OBJECTIVE:
Pick up the garden blog posts below where they stop, and keep writing.

SELECTED PASSAGE:
◇ ◇ ◇ ◇ ◇ ◇ ◇

Wednesday, February 18, 2009

Identity parade #3: the answers!

There were only two you didn't get in the end, so congrats to VP, Alice and Anna for your stalwart efforts. Here are the ones that foxed you to the last:

No. 1 was the diminutive Cornus sericea 'Kelseyi' - it often seems to be named as 'Kelsey Dwarf' (as it was at this nursery), wrongly I believe. Anyway, it's a twiggy shrub about 60cm high and though not as colourful as its cousins in the dogwood family, it has an almost grass-like effect planted en masse and is quite lovely.





No. 5 many of you realised was a Phormium - but I needed the cultivar. It is in fact Phormium 'Sundowner' - a heady mix of purple, pink and slate-green but one of the nicer of the pinkish phormiums and not quite as garish as many of them seem to be.






That's it for now, and you get a holiday this week as it's half-term! Back next week with some more fiendish foliage for you to ponder over :D

Saturday, February 14, 2009

Tagging along with VP

Couldn't resist this one - VP has invited everyone to join in with a great meme where you get to fish about in your photo folders and post whatever photo is the fourth photo in the fourth folder that comes up.

So here it is. Funnily enough, it's a garden....

◇ ◇ ◇ ◇ ◇ ◇ ◇

GIVEN ENTRIES:
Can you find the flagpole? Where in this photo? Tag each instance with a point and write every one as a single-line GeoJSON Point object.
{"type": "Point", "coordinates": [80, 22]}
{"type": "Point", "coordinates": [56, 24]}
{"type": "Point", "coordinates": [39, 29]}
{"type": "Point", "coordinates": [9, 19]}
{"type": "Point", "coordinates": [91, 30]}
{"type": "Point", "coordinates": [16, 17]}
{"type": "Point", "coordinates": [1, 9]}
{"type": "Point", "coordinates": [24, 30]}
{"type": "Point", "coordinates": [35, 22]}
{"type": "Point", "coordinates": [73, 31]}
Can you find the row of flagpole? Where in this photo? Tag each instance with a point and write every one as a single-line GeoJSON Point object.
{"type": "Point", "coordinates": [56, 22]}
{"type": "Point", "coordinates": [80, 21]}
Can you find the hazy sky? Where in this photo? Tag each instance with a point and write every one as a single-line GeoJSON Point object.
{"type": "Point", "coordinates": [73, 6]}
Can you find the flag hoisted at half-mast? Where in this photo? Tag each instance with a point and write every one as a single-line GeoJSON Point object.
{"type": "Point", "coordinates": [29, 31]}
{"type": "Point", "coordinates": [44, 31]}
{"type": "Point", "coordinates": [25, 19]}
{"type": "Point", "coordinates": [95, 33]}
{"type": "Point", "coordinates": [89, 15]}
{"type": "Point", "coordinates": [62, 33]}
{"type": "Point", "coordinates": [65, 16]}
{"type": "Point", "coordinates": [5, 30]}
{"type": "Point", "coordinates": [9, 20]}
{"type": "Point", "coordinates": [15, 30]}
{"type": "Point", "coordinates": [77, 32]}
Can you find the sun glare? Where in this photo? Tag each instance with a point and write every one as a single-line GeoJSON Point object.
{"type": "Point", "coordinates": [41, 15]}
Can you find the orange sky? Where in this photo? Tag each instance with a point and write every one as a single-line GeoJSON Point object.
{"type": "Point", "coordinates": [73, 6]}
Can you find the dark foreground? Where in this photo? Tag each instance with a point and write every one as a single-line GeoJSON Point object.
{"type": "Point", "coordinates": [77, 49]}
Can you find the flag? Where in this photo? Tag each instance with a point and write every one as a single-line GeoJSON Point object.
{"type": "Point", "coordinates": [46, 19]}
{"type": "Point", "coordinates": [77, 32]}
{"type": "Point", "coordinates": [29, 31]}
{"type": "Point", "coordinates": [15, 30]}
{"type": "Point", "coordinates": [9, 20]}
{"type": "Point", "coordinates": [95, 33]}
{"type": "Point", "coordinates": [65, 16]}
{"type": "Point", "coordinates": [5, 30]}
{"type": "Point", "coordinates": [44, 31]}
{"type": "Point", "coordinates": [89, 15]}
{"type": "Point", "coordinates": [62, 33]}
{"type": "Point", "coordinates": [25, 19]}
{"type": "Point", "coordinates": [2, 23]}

◇ ◇ ◇ ◇ ◇ ◇ ◇

RESPONSE TO THIS TASK:
To be more precise, it's The Old Croft, a rather lovely garden on Holmwood Common near Dorking which opens under the National Gardens Scheme. We go there every year because they have a fabby swing hanging on very long ropes from their very large and venerable oak (I think) tree which if you get it going fast enough soars thrillingly over the lake. So the girls have a great time and so do I (not on the swing, I hasten to add - far too vertiginous for me). This is the planting in a boggy bit by the lake - they do a lot of this pink-and-orange colour scheme in that bit of the garden, which sounds horrific but is actually stunning in the sunshine. There's a bamboo maze and a hosta garden and... oh... all sorts of things.

I took the photo as part of an attempt to get a magazine to publish an article on it when I first started writing, back in 2006 (my photo folders really need clearing out). Encouraging noises to begin with but then the ed said no in the end. Not sure if it was me or my photos that put her off!

Wednesday, February 11, 2009

Identity parade #3

You got all the answers last week, so very well done to all who guessed right. We've been at a wholesale nursery, Rochfords, this week looking through their winter stock (generally a fine place, and I was particularly impressed that they do fruit bushes and trees as well as the usual suspects): so our plant idents came from container-grown plants waiting for sale.

Here goes:

1.

(it's only about 2ft high and has a lot in common with the answers to (2) and (3))

2.

3. (it's not the obvious cultivar - look closely at the stem colour)

4. (this shrub was inside the polytunnels and those flower buds open yellow)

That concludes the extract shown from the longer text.